(Prompt) Retype, character for character, the passage of the Blu-ray sales thread that starts at the words "and as far as" and stops after "of eligible households.".

(Excerpt provided)
● ● ●

Friday, March 28, 2008
Member since:
January 2008
yes it does

and as far as I am concerned, aside from a very few, select titles, I will only be rentin blu-ray titles for the time being, until they can come down in price )
Friday, March 28, 2008
Member since:
November 2004
How were DVD sales against VHS in the United States, when DVD's were at their 2nd year?? Anybody know???
Friday, March 28, 2008
Member since:
October 2007
I'm going to guess that Blu-ray combined with HD DVD movies in their second year is only about 20% to 30% of DVD movie sales in their second year. My reasoning? Because right now, high-def media can only target the demographic with HDTVs, which only represent between 20-30% of eligible households.

If high-def media has done better than this, then that in comparison is darn good.
Saturday, March 29, 2008
Member since:
March 2008
I believe there are 330 million people in the USA. Which means less then 1/10th of a % bought a Blu-Ray disc that week and that if the 9 million sold where sold to individuals (no one person owning more then one) less then 3% of Americans own one. Overall not that good.
Monday, March 31, 2008
Member since:
August 2007
In responce to the DVD vs VHS, If I remember right by the end of the 2nd retail year (1999) DVD Video had sold over 25m units, and was averaging about 1m unit sales per week, in comparison to VHS having nearly 10 times that amount. It wasn't until about 2003 when VHS was finally ousted by DVD.

● ● ●

(Source material)
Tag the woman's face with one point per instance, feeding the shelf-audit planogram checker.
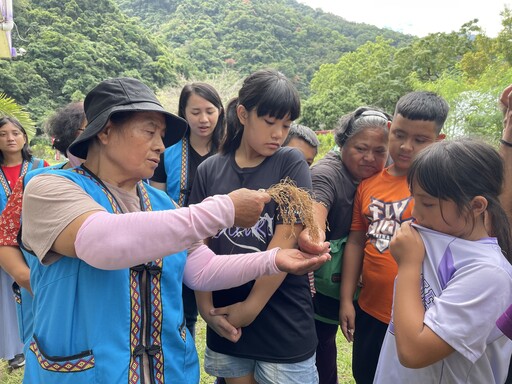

● ● ●

(Result for this task)
and as far as I am concerned, aside from a very few, select titles, I will only be rentin blu-ray titles for the time being, until they can come down in price )
Friday, March 28, 2008
Member since:
November 2004
How were DVD sales against VHS in the United States, when DVD's were at their 2nd year?? Anybody know???
Friday, March 28, 2008
Member since:
October 2007
I'm going to guess that Blu-ray combined with HD DVD movies in their second year is only about 20% to 30% of DVD movie sales in their second year. My reasoning? Because right now, high-def media can only target the demographic with HDTVs, which only represent between 20-30% of eligible households.